Shape boundary rows:
+---+
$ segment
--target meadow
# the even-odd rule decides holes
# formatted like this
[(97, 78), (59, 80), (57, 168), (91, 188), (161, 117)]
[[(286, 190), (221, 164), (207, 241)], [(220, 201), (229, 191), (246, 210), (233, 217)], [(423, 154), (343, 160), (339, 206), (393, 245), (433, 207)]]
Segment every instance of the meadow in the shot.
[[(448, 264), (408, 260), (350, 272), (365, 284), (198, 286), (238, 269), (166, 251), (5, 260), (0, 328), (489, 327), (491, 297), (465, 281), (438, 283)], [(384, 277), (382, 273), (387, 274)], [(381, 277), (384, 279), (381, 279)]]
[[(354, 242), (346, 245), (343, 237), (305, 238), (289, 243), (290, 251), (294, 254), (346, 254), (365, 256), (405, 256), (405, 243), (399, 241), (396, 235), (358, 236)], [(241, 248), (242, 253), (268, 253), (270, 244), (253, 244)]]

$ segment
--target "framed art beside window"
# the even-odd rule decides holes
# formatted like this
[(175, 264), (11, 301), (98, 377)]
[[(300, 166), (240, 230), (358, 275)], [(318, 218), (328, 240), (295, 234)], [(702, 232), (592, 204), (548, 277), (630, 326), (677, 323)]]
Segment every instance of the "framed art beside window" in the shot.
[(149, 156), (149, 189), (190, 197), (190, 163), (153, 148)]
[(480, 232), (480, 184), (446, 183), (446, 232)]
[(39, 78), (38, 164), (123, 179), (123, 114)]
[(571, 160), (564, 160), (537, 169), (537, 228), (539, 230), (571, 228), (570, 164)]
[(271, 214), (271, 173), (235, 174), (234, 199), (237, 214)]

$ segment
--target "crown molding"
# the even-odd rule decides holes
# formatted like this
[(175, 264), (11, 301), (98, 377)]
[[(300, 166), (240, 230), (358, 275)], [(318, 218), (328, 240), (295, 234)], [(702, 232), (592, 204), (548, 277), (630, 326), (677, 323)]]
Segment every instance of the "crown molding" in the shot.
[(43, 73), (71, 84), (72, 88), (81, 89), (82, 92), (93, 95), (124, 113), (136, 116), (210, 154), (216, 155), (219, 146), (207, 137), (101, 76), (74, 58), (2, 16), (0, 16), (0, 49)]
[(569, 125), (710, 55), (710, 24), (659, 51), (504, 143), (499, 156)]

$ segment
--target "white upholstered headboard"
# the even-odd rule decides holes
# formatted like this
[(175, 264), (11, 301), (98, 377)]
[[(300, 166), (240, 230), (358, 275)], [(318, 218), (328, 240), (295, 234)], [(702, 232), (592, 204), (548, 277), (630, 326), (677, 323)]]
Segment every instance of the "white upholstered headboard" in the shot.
+---+
What you have to do: Copy the stretch from the start of the rows through the line that contains "244), (253, 244)]]", changing "meadow" to "grassland" and leaving everything else the same.

Solution for this exercise:
$ segment
--target grassland
# the even-odd rule decides holes
# formatted like this
[(97, 78), (59, 80), (57, 168), (91, 188), (161, 117)]
[[(286, 190), (221, 164), (207, 241)], [(220, 201), (229, 191), (246, 210), (233, 217)], [(423, 154), (343, 160), (339, 206), (393, 245), (433, 207)]]
Segment every instance of the grassland in the shot.
[[(448, 264), (408, 260), (350, 272), (365, 284), (198, 286), (238, 269), (166, 251), (5, 260), (0, 328), (489, 327), (491, 297), (465, 281), (438, 283)], [(384, 277), (382, 273), (387, 274)], [(381, 277), (384, 279), (381, 279)]]
[[(354, 242), (346, 245), (343, 237), (305, 238), (289, 243), (290, 251), (294, 254), (346, 254), (365, 256), (405, 256), (405, 243), (399, 241), (396, 235), (358, 236)], [(241, 248), (242, 253), (268, 253), (270, 244), (253, 244)]]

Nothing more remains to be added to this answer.